• EXERCISE TASKS:
• A. Summarize the account of the Löbbecke family and its bank, given below, in two sentences.
• B. Continue the account of the Löbbecke family and its bank below from its final sentence.

In 1880/81 the banker, Alfred Löbbecke, had the Braunschweig architect Constantin Uhde and the garden architect Friedrich Kreiß build a villa on Inselwall (Löbbecke's Island), which was destroyed in 1944 and after reconstruction from 1968 to 2008 housed the guest house of the Technical University of Braunschweig. The building, which has since been vacant, was sold by the Braunschweig University Association to the Braunschweig investor Klaus Gattermann for €700,000 in 2009 and has been used commercially since 2011. The current bank building in Braunschweig was also erected by Uhde in 1892.

During the banking crisis in 1930, the bank was converted into a limited partnership in which Braunschweigische Staatsbank, a forerunner of today's Norddeutsche Landesbank, participated.

In May 1946, the then owner Rudolf Löbbecke, committed suicide. Despite recurring crises, the Löbbecke family was able to remain in management positions for six generations until 1983, when the bankruptcy of a local craftsman's business put the bank in a difficult position again and an important limited partner insisted on payment. The last personally liable partner was Carl-Friedrich Löbbecke.

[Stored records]
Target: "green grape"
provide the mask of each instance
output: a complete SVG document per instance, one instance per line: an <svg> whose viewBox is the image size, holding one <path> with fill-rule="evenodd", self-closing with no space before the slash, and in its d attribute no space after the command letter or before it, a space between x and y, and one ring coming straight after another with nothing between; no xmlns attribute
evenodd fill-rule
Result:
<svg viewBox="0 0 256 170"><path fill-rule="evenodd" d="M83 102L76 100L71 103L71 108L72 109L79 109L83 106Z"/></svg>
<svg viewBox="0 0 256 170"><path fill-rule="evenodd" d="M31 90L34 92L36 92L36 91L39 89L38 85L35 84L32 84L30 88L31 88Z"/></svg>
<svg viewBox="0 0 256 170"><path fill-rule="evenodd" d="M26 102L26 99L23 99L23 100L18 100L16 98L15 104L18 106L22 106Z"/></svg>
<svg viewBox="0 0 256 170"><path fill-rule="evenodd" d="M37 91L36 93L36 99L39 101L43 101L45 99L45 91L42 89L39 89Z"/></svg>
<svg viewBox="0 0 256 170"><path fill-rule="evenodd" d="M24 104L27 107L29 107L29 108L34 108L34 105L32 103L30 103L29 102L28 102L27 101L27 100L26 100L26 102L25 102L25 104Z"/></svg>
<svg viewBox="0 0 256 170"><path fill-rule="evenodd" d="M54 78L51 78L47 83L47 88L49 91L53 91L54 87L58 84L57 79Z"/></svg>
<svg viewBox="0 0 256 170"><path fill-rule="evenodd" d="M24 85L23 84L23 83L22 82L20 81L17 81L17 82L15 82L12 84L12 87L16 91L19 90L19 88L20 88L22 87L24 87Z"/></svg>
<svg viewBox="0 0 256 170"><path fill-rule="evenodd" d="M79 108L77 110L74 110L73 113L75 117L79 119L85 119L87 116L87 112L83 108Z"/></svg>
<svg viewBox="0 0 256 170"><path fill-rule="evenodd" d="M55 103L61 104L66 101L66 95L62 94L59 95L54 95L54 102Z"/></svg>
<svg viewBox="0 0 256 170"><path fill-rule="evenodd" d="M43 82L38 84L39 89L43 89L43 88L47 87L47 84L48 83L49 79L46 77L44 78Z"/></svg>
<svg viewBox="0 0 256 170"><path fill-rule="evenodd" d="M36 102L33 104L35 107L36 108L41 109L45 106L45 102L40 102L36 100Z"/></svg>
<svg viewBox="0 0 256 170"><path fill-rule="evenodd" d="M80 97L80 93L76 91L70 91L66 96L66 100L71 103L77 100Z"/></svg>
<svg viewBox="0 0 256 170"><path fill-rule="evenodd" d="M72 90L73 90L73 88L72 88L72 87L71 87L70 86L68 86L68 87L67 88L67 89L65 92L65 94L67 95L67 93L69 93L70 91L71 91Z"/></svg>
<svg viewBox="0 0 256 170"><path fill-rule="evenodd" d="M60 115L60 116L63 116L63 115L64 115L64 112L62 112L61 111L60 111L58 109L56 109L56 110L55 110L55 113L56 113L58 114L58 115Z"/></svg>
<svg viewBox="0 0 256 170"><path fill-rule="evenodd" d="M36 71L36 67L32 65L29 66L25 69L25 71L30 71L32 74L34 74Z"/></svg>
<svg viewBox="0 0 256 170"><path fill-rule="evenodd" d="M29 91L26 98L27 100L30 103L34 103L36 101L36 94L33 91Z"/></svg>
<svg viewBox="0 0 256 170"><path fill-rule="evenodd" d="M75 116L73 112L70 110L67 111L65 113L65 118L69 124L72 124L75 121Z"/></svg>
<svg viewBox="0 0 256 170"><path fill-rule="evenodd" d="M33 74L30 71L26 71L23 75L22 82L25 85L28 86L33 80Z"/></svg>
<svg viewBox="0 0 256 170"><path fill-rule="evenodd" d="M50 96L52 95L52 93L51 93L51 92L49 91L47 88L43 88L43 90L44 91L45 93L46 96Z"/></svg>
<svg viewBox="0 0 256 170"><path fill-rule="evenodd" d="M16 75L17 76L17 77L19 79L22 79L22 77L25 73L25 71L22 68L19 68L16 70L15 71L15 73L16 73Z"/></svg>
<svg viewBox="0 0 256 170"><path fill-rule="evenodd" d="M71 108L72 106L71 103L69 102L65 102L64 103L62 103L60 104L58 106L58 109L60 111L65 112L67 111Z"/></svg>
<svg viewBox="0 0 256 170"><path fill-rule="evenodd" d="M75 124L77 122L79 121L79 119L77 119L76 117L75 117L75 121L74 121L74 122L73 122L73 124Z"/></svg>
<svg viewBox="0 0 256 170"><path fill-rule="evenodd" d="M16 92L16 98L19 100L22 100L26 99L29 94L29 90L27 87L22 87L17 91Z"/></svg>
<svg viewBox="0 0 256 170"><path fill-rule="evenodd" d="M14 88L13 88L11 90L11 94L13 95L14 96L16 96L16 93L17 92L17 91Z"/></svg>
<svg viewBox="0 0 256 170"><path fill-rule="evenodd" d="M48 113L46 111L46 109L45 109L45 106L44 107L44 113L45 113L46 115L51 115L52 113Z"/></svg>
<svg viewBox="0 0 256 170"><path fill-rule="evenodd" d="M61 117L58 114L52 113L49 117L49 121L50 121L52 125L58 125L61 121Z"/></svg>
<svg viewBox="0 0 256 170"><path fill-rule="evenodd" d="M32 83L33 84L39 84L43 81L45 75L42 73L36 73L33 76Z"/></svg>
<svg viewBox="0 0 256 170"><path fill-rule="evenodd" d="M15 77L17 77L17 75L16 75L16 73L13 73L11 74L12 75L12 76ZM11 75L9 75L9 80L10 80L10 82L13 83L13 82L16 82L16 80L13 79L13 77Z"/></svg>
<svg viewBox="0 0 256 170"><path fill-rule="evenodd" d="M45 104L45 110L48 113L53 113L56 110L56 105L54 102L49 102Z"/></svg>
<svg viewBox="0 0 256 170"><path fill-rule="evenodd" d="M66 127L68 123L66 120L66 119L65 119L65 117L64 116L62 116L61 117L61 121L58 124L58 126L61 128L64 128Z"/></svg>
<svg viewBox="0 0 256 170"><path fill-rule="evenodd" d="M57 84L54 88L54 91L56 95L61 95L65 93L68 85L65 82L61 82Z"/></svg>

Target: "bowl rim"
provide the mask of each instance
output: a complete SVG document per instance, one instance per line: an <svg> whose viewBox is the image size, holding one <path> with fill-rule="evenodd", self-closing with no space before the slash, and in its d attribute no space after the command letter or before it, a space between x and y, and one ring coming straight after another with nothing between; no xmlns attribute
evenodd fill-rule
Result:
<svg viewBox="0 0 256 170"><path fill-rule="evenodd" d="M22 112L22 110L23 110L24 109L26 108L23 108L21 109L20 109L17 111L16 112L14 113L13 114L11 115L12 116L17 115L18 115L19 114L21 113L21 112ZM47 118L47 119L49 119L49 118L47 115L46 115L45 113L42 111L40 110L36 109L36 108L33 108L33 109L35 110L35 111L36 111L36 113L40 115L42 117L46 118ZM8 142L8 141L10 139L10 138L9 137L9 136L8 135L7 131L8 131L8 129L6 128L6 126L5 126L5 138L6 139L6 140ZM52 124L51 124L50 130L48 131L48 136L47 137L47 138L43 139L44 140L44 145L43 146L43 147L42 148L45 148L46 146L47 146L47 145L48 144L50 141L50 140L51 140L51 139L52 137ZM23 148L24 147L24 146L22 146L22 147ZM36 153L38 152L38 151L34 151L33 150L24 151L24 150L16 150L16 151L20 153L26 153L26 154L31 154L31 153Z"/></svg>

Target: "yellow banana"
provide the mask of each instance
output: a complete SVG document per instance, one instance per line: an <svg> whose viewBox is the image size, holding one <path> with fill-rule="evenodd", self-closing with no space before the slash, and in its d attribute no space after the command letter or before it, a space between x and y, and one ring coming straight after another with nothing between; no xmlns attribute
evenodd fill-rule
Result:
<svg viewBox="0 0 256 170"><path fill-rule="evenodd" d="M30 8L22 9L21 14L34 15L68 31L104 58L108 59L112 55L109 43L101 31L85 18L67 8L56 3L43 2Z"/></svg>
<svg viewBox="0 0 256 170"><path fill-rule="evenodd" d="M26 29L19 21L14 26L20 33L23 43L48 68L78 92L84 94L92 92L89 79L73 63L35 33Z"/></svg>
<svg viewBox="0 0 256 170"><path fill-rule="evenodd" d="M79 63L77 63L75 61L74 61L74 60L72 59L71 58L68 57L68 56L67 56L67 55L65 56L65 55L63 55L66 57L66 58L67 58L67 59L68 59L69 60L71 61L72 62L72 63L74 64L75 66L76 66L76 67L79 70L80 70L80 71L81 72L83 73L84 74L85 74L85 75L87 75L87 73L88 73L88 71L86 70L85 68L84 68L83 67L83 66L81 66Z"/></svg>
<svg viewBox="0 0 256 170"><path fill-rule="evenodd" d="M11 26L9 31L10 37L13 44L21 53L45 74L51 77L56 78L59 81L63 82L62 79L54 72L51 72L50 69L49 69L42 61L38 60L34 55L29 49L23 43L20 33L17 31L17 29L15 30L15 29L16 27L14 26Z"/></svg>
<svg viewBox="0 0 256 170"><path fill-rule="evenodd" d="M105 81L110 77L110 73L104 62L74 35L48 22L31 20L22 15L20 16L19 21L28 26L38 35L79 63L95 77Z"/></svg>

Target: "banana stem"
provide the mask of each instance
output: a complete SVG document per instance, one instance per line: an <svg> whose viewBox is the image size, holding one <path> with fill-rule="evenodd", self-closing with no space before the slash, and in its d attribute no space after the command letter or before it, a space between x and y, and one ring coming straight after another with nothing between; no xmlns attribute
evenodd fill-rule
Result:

• YOUR WRITTEN ANSWERS:
• A. In 1880/81 the banker Alfred Löbbecke had Constantin Uhde and Friedrich Kreiß build a villa on Inselwall, which was destroyed in 1944, later housed the Technical University of Braunschweig's guest house, and has been used commercially since 2011 after its 2009 sale to Klaus Gattermann. The bank became a limited partnership involving Braunschweigische Staatsbank during the 1930 banking crisis, and the Löbbecke family kept management positions for six generations until 1983, when a local craftsman's bankruptcy and an important limited partner's demand for payment again put the bank in difficulty.

• B.
In 1983, Norddeutsche Landesbank became the sole shareholder. It sold the bank in late 1983 to the Berlin banker Günter Follmer and co-investors. In the following years the latter led the bank to a new heyday, whereby the balance sheet volume of the bank was increased from DM 30 million in 1983 to DM 6.3 billion in 1995. In terms of size based on the balance sheet volume, the bank was therefore the second largest German private bank after the private bank Sal. Oppenheim. The growth initiated by the banker Follmer was accompanied by a comprehensive realignment and modernization, as well as a spatial expansion beyond the Braunschweig area to Berlin (headquarters), Frankfurt/Main, Munich, Dresden and Magdeburg. In 1989 the Italian CARIPLO acquired the qualified majority. Even before the German reunification, the bank opened a branch in East Berlin in 1990. The surprising death of banker Follmer in 1995 marked the end of the bank's expansion phase. In parallel with the economic difficulties in the entire German banking industry, triggered among other things by the unsatisfactory economic development in the new federal states, but also by the consequences of its own strategic decisions, the bank underwent a period of reorientation with heavy losses from 1996 to at least 2000.

==Recent past==
After several mergers and restructuring of the Italian parent company, which held the entire share capital since 1997, the bank became a wholly owned subsidiary of the Hamburg private bank M.M.Warburg & CO KGaA on 22 December 2003 and therefore had a fully private shareholder background again. According to the Bundesanzeiger of 12 July 2006, Bankhaus Löbbecke GmbH & Co. KG merged with M.M. Warburg & Co Zweite Kapitalbeteiligungsgesellschaft mbH and was simultaneously renamed Bankhaus Löbbecke AG. This was merged in 2016 to form the parent company M.M.Warburg & CO. Today, Bankhaus Löbbecke operates as a branch of the Hamburger Privatbank.

The banks Berlin headquarters were most recently located in the Behren Palais, the former headquarters of Dresdner Bank and later the domicile of the Staatsbank, at the same time also the capital representative office of M.M.Warburg & CO.